TEXTO CITADO:

★ ★ ★ ★

Termo ‘transnegro’ em emenda de projeto legislativo provoca polêmica
Matéria trata de cotas para afrodescendentes em publicidade oficial
O uso do termo transnegro em um projeto de lei em tramitação na Câmara de Sorocaba gerou polêmicas e foi repudiado por entidades da cidade. O vereador Dylan Dantas (PSC), autor da emenda com o termo, afirma que só a fez em protesto ao que considera hipocrisia. O projeto que recebeu a emenda trata da criação de cotas para afrodescendentes nas peças de propaganda oficial da Prefeitura de Sorocaba.
A inclusão do termo foi repudiada pelo Conselho Municipal de Participação e Desenvolvimento da Comunidade Negra de Sorocaba. A nota tem apoio das Comissões de Resgate Histórico do Negro da Advocacia e de Direitos Humanos da Ordem dos Advogados do Brasil, subseção de Sorocaba. Para as comissões da OAB, “a iniciativa pode favorecer fraudes além do que reforça o racismo estrutural”. E ainda que “a iniciativa contraria o aprimoramento das políticas públicas que tratam as ações afirmativas que estabelecem condições de acesso a oportunidades iguais para grupos historicamente discriminados, como é o caso dos afrodescendentes”.

★ ★ ★ ★

TAREFA PROPOSTA A:
Informe em quantas linhas dos dados registrados aparece a palavra "target", tratando maiúsculas e minúsculas como diferentes. Responda apenas com o número.

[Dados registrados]
★ ★ ★ ★

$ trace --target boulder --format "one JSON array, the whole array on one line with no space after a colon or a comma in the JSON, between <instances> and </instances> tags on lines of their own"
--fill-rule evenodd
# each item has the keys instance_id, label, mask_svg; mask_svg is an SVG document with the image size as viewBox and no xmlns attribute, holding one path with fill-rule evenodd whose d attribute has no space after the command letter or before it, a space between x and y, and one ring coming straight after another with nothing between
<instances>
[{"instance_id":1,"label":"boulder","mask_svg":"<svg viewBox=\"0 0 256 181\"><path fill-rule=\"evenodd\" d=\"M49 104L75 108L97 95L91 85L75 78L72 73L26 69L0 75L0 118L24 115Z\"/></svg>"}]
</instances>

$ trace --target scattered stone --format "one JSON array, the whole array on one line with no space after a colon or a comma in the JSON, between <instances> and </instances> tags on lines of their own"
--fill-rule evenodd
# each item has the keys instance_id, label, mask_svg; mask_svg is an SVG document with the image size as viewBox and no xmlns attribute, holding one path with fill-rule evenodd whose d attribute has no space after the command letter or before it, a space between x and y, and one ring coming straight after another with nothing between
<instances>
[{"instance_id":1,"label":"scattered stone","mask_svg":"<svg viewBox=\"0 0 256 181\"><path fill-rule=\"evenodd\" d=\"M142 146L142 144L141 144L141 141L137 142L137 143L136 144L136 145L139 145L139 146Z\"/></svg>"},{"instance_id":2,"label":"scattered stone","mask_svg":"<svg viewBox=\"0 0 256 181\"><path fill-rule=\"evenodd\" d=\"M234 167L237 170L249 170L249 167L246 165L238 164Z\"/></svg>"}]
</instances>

★ ★ ★ ★

TAREFA PROPOSTA B:
Liste todas as entidades que, segundo a matéria sobre o termo "transnegro", repudiaram a inclusão do termo ou apoiaram a nota de repúdio.

RESPOSTA ESPERADA A:
2

RESPOSTA ESPERADA B:
- Conselho Municipal de Participação e Desenvolvimento da Comunidade Negra de Sorocaba
- Comissão de Resgate Histórico do Negro da Advocacia da Ordem dos Advogados do Brasil, subseção de Sorocaba
- Comissão de Direitos Humanos da Ordem dos Advogados do Brasil, subseção de Sorocaba